PROBLEM – Write out the whole listing again, exactly.

---------- GIVEN INFORMATION ----------

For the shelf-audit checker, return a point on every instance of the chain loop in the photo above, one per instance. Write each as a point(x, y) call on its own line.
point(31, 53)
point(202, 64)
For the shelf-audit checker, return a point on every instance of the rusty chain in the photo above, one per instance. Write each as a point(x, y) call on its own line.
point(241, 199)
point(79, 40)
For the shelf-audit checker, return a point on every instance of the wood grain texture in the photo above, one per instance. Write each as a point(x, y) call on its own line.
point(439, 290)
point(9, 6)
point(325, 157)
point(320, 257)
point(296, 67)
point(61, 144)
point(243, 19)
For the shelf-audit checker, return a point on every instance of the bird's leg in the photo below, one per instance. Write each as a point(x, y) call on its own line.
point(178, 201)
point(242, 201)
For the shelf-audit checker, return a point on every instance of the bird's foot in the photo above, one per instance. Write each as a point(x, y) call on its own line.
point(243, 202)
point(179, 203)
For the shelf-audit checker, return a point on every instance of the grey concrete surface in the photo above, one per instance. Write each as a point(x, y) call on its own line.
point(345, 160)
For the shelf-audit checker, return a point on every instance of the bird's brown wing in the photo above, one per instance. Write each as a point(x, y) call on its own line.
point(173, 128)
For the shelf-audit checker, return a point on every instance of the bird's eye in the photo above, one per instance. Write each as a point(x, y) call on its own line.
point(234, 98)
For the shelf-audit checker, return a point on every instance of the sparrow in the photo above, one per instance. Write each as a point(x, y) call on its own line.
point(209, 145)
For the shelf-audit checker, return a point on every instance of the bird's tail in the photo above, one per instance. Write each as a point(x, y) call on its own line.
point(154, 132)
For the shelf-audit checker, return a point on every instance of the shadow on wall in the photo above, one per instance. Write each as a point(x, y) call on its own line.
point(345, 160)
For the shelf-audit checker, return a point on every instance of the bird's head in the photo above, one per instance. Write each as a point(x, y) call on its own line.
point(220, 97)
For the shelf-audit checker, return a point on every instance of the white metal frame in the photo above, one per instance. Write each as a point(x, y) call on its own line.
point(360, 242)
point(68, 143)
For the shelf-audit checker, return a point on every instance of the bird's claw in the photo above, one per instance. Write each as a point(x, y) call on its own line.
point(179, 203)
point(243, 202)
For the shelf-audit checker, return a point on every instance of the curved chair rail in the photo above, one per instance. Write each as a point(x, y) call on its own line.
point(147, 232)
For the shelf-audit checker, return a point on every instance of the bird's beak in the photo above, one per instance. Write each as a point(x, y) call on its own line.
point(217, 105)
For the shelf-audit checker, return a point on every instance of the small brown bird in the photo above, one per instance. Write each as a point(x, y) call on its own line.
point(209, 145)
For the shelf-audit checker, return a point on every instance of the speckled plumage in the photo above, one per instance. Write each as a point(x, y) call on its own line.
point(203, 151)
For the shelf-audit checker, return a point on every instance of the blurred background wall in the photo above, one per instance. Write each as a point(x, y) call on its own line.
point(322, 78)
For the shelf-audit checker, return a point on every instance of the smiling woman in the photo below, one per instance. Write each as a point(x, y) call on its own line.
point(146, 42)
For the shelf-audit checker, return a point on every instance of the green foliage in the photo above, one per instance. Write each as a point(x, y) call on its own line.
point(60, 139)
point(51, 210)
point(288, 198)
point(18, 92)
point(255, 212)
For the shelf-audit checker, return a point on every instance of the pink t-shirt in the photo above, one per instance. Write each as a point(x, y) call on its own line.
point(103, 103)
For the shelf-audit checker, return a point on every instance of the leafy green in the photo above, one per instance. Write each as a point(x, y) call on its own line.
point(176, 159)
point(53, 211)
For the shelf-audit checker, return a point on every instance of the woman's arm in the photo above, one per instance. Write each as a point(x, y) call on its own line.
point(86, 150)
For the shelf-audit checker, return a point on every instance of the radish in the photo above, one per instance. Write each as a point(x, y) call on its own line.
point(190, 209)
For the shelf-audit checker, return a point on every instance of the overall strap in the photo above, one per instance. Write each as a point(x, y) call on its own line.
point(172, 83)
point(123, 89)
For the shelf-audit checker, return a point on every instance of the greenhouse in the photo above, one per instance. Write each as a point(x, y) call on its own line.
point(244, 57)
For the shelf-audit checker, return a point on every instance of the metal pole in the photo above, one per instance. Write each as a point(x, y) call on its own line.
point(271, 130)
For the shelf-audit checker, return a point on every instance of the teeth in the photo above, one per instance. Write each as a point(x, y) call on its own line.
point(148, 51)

----------

SOLUTION –
For the shelf-audit checker, return a point on every instance of the chain loop in the photo above, one per instance. Write each as a point(x, y) call on its own line.
point(31, 53)
point(202, 64)
For the shelf-audit checker, return a point on every instance of the rusty chain in the photo above, one per instance. Write each as a point(x, y) call on its own line.
point(241, 199)
point(79, 40)
For the shelf-audit checker, return a point on every instance of the wood grain texture in the photo above, one per instance. Write each as a point(x, y) call on its own line.
point(439, 290)
point(9, 6)
point(325, 157)
point(320, 257)
point(296, 67)
point(61, 144)
point(243, 19)
For the shelf-audit checker, return a point on every instance of the bird's leg in the photo below, one per instance. Write each as a point(x, y) call on its own line.
point(178, 201)
point(242, 201)
For the shelf-audit checker, return a point on every instance of the bird's foot in the photo above, one per instance. Write each as a point(x, y) call on its own line.
point(243, 202)
point(179, 203)
For the shelf-audit checker, return a point on every instance of the grey concrete surface in the photo above, one per instance. Write each as a point(x, y) call on its own line.
point(345, 160)
For the shelf-audit checker, return a point on every instance of the bird's brown wing in the photo above, one per instance. Write each as a point(x, y) call on its own line.
point(173, 128)
For the shelf-audit checker, return a point on every instance of the bird's eye in the photo above, one per instance. Write each as a point(x, y) call on its own line.
point(234, 98)
For the shelf-audit checker, return a point on every instance of the sparrow in the photo above, one per instance. Write each as a point(x, y) call on its own line.
point(209, 145)
For the shelf-audit checker, return a point on every instance of the bird's tail in the photo above, one per instance. Write each as a point(x, y) call on its own line.
point(154, 132)
For the shelf-audit checker, return a point on every instance of the shadow on wall in the photo above, one per instance. Write each as a point(x, y) call on its own line.
point(345, 160)
For the shelf-audit checker, return a point on every instance of the bird's head in the photo above, one per instance. Write each as a point(x, y) call on its own line.
point(220, 97)
For the shelf-audit checker, return a point on every instance of the white metal frame in the photo above, one per instance. Write each as a point(x, y) call on its own line.
point(360, 242)
point(68, 143)
For the shelf-audit checker, return a point on every instance of the bird's claw in the photo above, one per instance. Write each as a point(x, y) call on its own line.
point(179, 203)
point(243, 202)
For the shelf-audit checker, return a point on every instance of the curved chair rail in the photo above, one per instance. Write each as a point(x, y) call on its own line.
point(147, 232)
For the shelf-audit checker, return a point on every instance of the bird's beak in the photo above, one per instance. Write each as a point(x, y) call on its own line.
point(217, 105)
For the shelf-audit checker, return a point on every instance of the small brown bird in the photo above, one per instance. Write each as a point(x, y) call on its own line.
point(209, 145)
For the shelf-audit checker, return a point on every instance of the speckled plumage in the photo above, one per instance. Write each as a point(x, y) call on its own line.
point(203, 151)
For the shelf-audit checker, return a point on every instance of the blurred background wall in the photo above, one per instance. Write each as a point(x, y) call on its own line.
point(322, 78)
For the shelf-audit checker, return a point on every instance of the smiling woman in the photo below, one per instance. Write each as a point(x, y) call on its own line.
point(146, 42)
For the shelf-audit checker, return a point on every instance of the green foliage in the photo above, one per instance. Write each as a point(x, y) call on its own line.
point(60, 139)
point(51, 210)
point(288, 198)
point(18, 92)
point(255, 212)
For the shelf-audit checker, return a point on every instance of the pink t-shirt in the photo above, one per instance. Write each as a point(x, y) call on its own line.
point(103, 103)
For the shelf-audit checker, return a point on every instance of the leafy green in the photo above, one per instance. Write each as a point(x, y) call on its own line.
point(176, 159)
point(53, 211)
For the shelf-audit checker, return a point on every instance of the woman's arm in the photo above, one per instance. Write each as a point(x, y) call on its own line.
point(86, 150)
For the shelf-audit checker, return a point on every instance of the radish in the photo above, one per instance. Write each as a point(x, y) call on its own line.
point(190, 209)
For the shelf-audit checker, return a point on every instance of the overall strap in the photo above, one per instance. Write each as a point(x, y) call on its own line.
point(172, 83)
point(123, 89)
For the shelf-audit checker, return a point on every instance of the greenhouse in the photo above, one per instance. Write each as a point(x, y) call on its own line.
point(244, 57)
For the shelf-audit checker, return a point on every instance of the metal pole in the photo above, one per instance. Write each as a point(x, y) call on its own line.
point(271, 130)
For the shelf-audit checker, return a point on every instance of the teeth in the photo above, one per instance. Write each as a point(x, y) call on its own line.
point(148, 51)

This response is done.